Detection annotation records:
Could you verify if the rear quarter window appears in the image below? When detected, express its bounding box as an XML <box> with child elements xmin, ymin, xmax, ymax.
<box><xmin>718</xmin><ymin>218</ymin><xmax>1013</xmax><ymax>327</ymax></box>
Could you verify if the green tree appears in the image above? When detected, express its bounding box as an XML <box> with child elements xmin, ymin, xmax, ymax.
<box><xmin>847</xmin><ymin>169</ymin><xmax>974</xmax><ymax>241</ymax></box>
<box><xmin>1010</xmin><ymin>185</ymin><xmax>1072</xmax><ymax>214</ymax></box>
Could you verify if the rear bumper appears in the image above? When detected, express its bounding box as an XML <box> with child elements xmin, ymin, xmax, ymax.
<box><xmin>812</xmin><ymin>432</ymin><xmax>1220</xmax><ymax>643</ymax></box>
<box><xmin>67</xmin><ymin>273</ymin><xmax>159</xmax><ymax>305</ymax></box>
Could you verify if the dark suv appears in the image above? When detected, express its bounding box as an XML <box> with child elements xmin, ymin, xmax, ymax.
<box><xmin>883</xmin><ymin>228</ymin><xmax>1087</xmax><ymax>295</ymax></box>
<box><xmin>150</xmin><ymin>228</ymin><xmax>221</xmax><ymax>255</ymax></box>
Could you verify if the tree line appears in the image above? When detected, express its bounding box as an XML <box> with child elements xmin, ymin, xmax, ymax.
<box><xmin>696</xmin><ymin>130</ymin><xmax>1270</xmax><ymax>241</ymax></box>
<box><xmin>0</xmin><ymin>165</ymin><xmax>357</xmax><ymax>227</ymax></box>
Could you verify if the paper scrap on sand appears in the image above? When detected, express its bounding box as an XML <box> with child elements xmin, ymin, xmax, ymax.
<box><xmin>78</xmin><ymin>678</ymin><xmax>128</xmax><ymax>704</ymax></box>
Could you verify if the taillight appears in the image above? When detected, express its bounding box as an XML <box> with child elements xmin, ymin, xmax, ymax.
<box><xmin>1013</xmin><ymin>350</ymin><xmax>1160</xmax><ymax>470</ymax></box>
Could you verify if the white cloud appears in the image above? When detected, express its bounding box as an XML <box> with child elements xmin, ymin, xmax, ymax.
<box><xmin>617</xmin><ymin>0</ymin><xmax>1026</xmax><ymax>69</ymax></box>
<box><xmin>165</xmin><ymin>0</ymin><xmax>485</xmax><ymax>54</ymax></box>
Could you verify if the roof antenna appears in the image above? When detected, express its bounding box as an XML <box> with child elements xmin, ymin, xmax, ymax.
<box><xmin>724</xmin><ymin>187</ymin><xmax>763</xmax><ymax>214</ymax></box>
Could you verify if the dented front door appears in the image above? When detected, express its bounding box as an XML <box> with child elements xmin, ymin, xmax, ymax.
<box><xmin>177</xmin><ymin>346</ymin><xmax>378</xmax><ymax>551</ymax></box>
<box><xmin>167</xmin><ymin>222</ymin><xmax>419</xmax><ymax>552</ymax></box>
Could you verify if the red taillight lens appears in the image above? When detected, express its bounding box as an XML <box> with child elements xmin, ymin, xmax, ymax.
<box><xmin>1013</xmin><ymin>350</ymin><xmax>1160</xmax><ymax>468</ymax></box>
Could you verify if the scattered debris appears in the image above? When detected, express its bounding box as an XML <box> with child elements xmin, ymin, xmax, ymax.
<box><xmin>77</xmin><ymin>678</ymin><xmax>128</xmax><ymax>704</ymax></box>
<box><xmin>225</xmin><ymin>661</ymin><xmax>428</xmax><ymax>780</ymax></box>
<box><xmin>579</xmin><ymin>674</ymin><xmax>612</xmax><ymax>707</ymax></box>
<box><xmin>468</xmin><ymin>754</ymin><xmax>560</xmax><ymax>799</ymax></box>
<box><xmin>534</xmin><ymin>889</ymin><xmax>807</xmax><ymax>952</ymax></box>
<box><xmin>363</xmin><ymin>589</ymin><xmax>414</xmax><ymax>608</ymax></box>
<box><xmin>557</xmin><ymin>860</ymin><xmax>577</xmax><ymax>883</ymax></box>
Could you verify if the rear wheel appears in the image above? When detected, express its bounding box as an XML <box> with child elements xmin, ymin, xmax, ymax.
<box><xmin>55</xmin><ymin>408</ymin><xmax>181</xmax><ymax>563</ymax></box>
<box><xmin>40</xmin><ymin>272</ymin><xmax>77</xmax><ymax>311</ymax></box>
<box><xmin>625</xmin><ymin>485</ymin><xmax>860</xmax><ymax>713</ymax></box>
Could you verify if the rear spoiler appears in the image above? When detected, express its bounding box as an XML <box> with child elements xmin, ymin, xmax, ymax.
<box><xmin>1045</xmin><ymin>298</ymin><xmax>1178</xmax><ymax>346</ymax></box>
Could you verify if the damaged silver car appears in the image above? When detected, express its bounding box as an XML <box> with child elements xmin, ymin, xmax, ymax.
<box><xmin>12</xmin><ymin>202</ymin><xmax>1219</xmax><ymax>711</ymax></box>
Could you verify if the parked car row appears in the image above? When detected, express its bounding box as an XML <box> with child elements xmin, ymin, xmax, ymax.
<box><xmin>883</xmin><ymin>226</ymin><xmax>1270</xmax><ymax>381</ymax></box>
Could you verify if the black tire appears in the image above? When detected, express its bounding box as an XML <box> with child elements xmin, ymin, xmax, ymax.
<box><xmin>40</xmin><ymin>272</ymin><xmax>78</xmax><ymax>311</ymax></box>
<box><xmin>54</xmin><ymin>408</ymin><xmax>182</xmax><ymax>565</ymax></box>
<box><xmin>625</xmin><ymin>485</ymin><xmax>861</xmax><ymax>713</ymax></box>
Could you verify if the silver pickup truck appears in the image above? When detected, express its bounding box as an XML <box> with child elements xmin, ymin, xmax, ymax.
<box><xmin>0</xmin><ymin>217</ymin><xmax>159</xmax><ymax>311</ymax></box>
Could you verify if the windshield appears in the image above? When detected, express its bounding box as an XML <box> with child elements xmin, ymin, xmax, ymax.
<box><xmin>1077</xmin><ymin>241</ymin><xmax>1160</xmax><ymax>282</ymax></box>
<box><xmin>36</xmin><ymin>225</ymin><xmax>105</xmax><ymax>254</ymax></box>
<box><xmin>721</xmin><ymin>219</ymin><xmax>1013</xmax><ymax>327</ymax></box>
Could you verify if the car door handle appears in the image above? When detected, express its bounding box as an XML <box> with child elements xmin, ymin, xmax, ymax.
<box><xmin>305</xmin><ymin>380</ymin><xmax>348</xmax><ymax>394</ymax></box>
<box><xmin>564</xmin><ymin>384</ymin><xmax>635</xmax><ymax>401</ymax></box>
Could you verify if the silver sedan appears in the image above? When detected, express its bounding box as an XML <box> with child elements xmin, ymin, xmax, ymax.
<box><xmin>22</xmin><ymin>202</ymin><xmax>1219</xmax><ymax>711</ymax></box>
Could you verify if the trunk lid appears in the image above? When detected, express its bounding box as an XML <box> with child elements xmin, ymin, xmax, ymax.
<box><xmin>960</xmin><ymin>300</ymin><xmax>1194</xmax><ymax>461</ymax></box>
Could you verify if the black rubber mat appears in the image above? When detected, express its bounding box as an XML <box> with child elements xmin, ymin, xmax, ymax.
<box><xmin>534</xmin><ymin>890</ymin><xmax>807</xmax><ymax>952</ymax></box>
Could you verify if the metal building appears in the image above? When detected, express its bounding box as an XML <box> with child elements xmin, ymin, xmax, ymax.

Work instructions: Set all of the entries down again, exactly as they were given.

Task solution:
Could you verify if the rear quarter window appears in the image below? When detected, express its bounding box as an XML <box> with child elements xmin, ymin, xmax, ymax.
<box><xmin>718</xmin><ymin>218</ymin><xmax>1013</xmax><ymax>327</ymax></box>
Could you verify if the green tree appears in the image above? When detected, express its bounding box as an XML <box> with child elements xmin, ymin, xmax, ymax.
<box><xmin>847</xmin><ymin>169</ymin><xmax>974</xmax><ymax>241</ymax></box>
<box><xmin>1010</xmin><ymin>185</ymin><xmax>1072</xmax><ymax>214</ymax></box>
Could you verify if the rear bumper appears in the image above? When detected, express its bounding box as an XML <box> with child elements xmin, ymin, xmax, ymax.
<box><xmin>812</xmin><ymin>432</ymin><xmax>1220</xmax><ymax>643</ymax></box>
<box><xmin>67</xmin><ymin>273</ymin><xmax>159</xmax><ymax>305</ymax></box>
Could you verify if the dark suv appears in the image above? When detected, express its bounding box as an XML <box> with child elements xmin, ymin, xmax, ymax.
<box><xmin>883</xmin><ymin>228</ymin><xmax>1087</xmax><ymax>295</ymax></box>
<box><xmin>150</xmin><ymin>228</ymin><xmax>221</xmax><ymax>255</ymax></box>
Could you verify if the tree line appears in the image above? When detected, express its bounding box as an XML <box> with child elements xmin, ymin, xmax, ymax.
<box><xmin>696</xmin><ymin>130</ymin><xmax>1270</xmax><ymax>241</ymax></box>
<box><xmin>0</xmin><ymin>165</ymin><xmax>357</xmax><ymax>227</ymax></box>
Could you verify if the paper scrap on sand appears in the image above? When detected, express its bounding box as an XML <box> with child elements xmin, ymin, xmax, ymax.
<box><xmin>78</xmin><ymin>678</ymin><xmax>128</xmax><ymax>704</ymax></box>
Could you verify if the taillight appears in the image above? When detected, express its bounding box as an XML <box> with child elements xmin, ymin, xmax, ymax.
<box><xmin>1013</xmin><ymin>350</ymin><xmax>1160</xmax><ymax>470</ymax></box>
Could you verify if the white cloud appears in the image above? When detected, express its bounding box as an XML <box> with child elements xmin, ymin, xmax, ymax.
<box><xmin>617</xmin><ymin>0</ymin><xmax>1026</xmax><ymax>69</ymax></box>
<box><xmin>165</xmin><ymin>0</ymin><xmax>485</xmax><ymax>54</ymax></box>
Could you verify if the roof antenna appears in the image above? When detected, express its bounding box as an XML <box> with child elements xmin, ymin, xmax, ymax.
<box><xmin>724</xmin><ymin>187</ymin><xmax>763</xmax><ymax>214</ymax></box>
Could you verify if the dented front door appears in the image above? When detected, express its bounding box as an XML <box> with child elements xmin, ymin, xmax, ymax.
<box><xmin>177</xmin><ymin>346</ymin><xmax>378</xmax><ymax>551</ymax></box>
<box><xmin>167</xmin><ymin>222</ymin><xmax>419</xmax><ymax>552</ymax></box>
Could you verify if the red taillight lens appears in the image above? When detected, express its bounding box as an XML <box> with child elements xmin, ymin, xmax, ymax.
<box><xmin>1013</xmin><ymin>350</ymin><xmax>1160</xmax><ymax>468</ymax></box>
Could you verify if the scattered debris appears in the image above? When detected, express its bounding box as an XML <box> with child elements xmin, ymin, xmax, ymax.
<box><xmin>77</xmin><ymin>678</ymin><xmax>128</xmax><ymax>704</ymax></box>
<box><xmin>225</xmin><ymin>661</ymin><xmax>428</xmax><ymax>780</ymax></box>
<box><xmin>579</xmin><ymin>674</ymin><xmax>612</xmax><ymax>707</ymax></box>
<box><xmin>468</xmin><ymin>754</ymin><xmax>560</xmax><ymax>799</ymax></box>
<box><xmin>534</xmin><ymin>889</ymin><xmax>807</xmax><ymax>952</ymax></box>
<box><xmin>363</xmin><ymin>589</ymin><xmax>414</xmax><ymax>608</ymax></box>
<box><xmin>557</xmin><ymin>860</ymin><xmax>577</xmax><ymax>883</ymax></box>
Could you verify if the rear wheel appears in the image above? When detected, express its bounding box as an XML <box> with child elements xmin, ymin, xmax, ymax.
<box><xmin>55</xmin><ymin>408</ymin><xmax>181</xmax><ymax>563</ymax></box>
<box><xmin>40</xmin><ymin>272</ymin><xmax>77</xmax><ymax>311</ymax></box>
<box><xmin>625</xmin><ymin>485</ymin><xmax>860</xmax><ymax>713</ymax></box>
Could you verify if the rear spoiler appears in the image above? When detected, express its bounding box as an XML <box> with child elements xmin, ymin, xmax, ymax.
<box><xmin>1045</xmin><ymin>298</ymin><xmax>1178</xmax><ymax>346</ymax></box>
Could you verify if the damaged silver car appears in the image above? When detected, express its bounding box as an XML <box> with child elements xmin, ymin, xmax, ymax.
<box><xmin>12</xmin><ymin>202</ymin><xmax>1219</xmax><ymax>711</ymax></box>
Could you verify if the parked car row appears in the image above? When detected, express its bounding box as an XML <box> with child elements xmin, ymin, xmax, ymax.
<box><xmin>883</xmin><ymin>226</ymin><xmax>1270</xmax><ymax>381</ymax></box>
Could you verify if the black tire appears in the image above? When detected, express its bounding box as an XML <box> with child elements xmin, ymin, xmax, ymax.
<box><xmin>40</xmin><ymin>272</ymin><xmax>78</xmax><ymax>311</ymax></box>
<box><xmin>54</xmin><ymin>408</ymin><xmax>182</xmax><ymax>565</ymax></box>
<box><xmin>625</xmin><ymin>485</ymin><xmax>861</xmax><ymax>713</ymax></box>
Could you verify if the silver pickup truck appears in the image above? When detected, express its bounding box as an XML <box> with child elements xmin, ymin, xmax, ymax.
<box><xmin>0</xmin><ymin>217</ymin><xmax>159</xmax><ymax>311</ymax></box>
Could you verify if the windshield appears in the image above? When detected, express its bounding box as an XML <box> with child elements xmin, ymin, xmax, ymax.
<box><xmin>1077</xmin><ymin>241</ymin><xmax>1160</xmax><ymax>282</ymax></box>
<box><xmin>36</xmin><ymin>225</ymin><xmax>105</xmax><ymax>254</ymax></box>
<box><xmin>721</xmin><ymin>219</ymin><xmax>1013</xmax><ymax>327</ymax></box>
Could you verify if the car door handle appears in the image above? When detected, express its bounding box as an XML <box> with child elements xmin, ymin, xmax, ymax.
<box><xmin>305</xmin><ymin>380</ymin><xmax>348</xmax><ymax>394</ymax></box>
<box><xmin>564</xmin><ymin>384</ymin><xmax>635</xmax><ymax>401</ymax></box>
Could you verify if the silver sedan appears in the image above? When detected, express its bounding box as an XML <box> with child elements xmin, ymin, xmax, ymax.
<box><xmin>22</xmin><ymin>202</ymin><xmax>1219</xmax><ymax>711</ymax></box>
Could you verify if the trunk lid appears in the image above? When detected, express its bounding box as an XML <box> with child elements xmin, ymin, xmax, ymax.
<box><xmin>960</xmin><ymin>300</ymin><xmax>1194</xmax><ymax>461</ymax></box>
Could you verify if the black rubber mat appears in the image above? When detected, express its bounding box as an XML <box> with child elements xmin, ymin, xmax, ymax.
<box><xmin>534</xmin><ymin>890</ymin><xmax>807</xmax><ymax>952</ymax></box>
Could you verify if the metal building appears in the image above? When detected, express its bounding box as an XML <box> with child elements xmin, ymin, xmax, ymax.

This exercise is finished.